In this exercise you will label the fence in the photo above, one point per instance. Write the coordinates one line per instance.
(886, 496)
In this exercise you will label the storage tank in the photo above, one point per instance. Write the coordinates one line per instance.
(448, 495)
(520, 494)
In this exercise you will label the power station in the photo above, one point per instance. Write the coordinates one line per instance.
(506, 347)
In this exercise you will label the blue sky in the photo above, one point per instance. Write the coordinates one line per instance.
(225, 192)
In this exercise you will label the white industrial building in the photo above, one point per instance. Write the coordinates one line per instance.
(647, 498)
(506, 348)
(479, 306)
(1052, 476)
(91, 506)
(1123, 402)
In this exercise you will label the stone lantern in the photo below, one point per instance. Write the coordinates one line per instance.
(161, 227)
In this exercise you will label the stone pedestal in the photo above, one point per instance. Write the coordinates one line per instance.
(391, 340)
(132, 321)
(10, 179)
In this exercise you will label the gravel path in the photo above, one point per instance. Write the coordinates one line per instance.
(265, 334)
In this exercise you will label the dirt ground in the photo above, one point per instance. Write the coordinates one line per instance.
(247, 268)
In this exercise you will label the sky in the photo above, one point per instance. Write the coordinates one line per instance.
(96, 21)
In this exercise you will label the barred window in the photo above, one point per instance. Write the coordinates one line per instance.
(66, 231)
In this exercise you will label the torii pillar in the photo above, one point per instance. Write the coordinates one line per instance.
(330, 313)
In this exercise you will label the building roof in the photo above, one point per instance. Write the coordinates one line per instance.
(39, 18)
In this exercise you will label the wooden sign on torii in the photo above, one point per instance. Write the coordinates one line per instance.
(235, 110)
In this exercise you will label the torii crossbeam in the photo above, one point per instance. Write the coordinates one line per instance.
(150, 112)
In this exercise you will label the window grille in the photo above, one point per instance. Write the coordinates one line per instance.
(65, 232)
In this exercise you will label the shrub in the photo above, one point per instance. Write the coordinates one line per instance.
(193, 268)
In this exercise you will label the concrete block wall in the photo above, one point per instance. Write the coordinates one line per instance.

══════════

[Exercise details]
When the line containing "In this exercise you will label the shrub" is found in the records above, restate it and every later line word for word through the last one, and nothing more.

[Solution]
In this exercise you will label the shrub in the photo above, one point per instance. Write the coordinates one line per instance.
(193, 268)
In this exercise you will label the concrete block wall in the photo above, one point per instance. Write the coordinates one line per instance.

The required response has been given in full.